---- Records for this task

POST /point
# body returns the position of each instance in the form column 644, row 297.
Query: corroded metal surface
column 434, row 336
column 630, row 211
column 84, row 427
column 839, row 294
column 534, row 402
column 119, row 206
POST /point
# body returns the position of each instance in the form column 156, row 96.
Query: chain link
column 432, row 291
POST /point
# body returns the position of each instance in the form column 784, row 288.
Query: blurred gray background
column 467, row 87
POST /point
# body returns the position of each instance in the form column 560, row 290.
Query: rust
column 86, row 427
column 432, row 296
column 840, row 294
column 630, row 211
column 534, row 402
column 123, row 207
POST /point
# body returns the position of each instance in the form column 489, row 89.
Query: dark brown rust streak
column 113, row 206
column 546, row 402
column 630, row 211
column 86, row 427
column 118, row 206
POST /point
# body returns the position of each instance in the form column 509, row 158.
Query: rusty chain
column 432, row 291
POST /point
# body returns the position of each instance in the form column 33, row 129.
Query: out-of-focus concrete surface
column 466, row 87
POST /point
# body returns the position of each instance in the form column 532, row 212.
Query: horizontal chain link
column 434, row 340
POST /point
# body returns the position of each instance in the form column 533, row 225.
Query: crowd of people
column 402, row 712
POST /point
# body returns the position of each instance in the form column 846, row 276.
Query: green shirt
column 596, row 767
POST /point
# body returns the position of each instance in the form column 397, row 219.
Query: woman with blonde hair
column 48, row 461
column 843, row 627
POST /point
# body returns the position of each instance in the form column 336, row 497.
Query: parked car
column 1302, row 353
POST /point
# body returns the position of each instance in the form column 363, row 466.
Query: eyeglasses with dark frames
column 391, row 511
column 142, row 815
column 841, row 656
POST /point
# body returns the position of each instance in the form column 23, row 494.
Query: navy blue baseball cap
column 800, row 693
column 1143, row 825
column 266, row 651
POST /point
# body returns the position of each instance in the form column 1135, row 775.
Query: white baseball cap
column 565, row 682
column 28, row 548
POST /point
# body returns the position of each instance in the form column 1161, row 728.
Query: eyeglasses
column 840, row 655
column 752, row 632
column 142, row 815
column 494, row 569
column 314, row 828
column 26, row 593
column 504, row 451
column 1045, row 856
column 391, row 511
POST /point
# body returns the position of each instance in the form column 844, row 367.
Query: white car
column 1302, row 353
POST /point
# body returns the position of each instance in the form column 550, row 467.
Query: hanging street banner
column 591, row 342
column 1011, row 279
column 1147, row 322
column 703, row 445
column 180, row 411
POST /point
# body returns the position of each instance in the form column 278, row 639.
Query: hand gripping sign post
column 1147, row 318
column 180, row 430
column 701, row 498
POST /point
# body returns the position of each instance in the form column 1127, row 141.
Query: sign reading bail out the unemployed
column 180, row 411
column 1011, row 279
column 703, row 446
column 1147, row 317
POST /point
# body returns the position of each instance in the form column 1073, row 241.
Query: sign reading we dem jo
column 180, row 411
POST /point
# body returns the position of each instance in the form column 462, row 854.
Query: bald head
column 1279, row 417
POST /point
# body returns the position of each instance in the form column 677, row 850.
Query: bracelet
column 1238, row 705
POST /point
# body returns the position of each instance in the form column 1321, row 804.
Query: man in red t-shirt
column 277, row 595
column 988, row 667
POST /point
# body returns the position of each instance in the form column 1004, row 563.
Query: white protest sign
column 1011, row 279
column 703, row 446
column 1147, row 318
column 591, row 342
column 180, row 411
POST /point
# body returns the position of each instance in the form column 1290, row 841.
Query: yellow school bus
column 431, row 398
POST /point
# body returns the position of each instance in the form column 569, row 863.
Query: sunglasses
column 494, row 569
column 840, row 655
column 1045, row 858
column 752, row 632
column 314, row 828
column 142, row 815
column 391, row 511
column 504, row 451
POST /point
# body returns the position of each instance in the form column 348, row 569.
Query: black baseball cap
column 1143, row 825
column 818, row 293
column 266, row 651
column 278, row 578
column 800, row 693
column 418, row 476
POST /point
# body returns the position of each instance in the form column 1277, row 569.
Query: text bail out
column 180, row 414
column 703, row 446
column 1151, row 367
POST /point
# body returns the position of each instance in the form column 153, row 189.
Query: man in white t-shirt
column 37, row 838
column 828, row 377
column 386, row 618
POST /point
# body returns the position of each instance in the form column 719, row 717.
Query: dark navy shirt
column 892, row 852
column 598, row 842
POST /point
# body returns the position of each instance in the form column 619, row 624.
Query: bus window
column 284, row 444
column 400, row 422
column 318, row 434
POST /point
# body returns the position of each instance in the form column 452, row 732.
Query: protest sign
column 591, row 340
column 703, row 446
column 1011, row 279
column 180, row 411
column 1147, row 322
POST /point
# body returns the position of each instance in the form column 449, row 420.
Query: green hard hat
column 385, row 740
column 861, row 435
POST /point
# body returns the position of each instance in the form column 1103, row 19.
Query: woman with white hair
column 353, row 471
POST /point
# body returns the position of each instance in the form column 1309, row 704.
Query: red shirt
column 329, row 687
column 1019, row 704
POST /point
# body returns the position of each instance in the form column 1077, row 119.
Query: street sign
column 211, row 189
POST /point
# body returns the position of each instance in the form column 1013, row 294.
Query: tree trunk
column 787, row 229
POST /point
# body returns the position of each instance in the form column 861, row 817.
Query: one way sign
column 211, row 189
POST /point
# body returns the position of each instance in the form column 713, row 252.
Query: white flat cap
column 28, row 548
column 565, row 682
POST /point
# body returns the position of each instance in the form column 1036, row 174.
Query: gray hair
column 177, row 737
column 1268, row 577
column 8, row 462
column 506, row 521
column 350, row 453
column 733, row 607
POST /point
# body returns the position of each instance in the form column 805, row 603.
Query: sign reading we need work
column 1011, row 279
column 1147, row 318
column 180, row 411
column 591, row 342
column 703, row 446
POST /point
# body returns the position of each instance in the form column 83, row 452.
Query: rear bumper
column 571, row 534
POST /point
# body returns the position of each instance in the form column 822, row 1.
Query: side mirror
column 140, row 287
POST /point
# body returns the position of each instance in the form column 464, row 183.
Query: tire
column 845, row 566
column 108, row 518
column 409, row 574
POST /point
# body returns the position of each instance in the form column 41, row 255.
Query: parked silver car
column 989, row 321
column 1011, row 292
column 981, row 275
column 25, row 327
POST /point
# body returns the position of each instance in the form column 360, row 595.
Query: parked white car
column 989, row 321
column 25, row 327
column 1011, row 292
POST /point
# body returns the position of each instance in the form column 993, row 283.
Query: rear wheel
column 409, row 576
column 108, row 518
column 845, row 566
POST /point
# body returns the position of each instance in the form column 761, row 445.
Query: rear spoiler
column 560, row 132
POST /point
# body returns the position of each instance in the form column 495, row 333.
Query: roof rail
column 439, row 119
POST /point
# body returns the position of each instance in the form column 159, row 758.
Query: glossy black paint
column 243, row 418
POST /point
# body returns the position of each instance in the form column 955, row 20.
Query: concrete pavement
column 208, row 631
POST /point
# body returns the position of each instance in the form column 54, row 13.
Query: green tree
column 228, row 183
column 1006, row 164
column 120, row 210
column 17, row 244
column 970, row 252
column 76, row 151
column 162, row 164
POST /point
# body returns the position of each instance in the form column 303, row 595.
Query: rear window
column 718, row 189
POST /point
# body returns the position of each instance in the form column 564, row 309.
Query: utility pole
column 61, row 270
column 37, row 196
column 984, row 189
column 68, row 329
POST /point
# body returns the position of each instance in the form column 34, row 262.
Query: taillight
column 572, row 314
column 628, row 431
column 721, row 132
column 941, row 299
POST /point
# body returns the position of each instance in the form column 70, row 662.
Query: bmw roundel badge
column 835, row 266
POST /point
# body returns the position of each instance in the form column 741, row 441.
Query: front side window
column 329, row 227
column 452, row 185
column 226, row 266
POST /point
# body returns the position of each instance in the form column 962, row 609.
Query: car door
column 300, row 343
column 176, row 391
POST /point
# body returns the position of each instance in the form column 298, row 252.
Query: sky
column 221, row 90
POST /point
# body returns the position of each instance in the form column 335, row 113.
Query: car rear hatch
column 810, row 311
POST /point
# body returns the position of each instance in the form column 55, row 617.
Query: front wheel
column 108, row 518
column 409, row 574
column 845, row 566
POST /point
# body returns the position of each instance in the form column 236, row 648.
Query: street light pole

--------

Arrange the material above, from its first line through the line containing "column 119, row 206", as a numbered list without blank lines. Include both ends.

● Result of the exercise
1. POST /point
2. # body returns the position of each instance in the form column 644, row 297.
3. Query: corroded metal surface
4. column 434, row 336
5. column 630, row 211
6. column 84, row 427
7. column 839, row 294
8. column 534, row 402
9. column 119, row 206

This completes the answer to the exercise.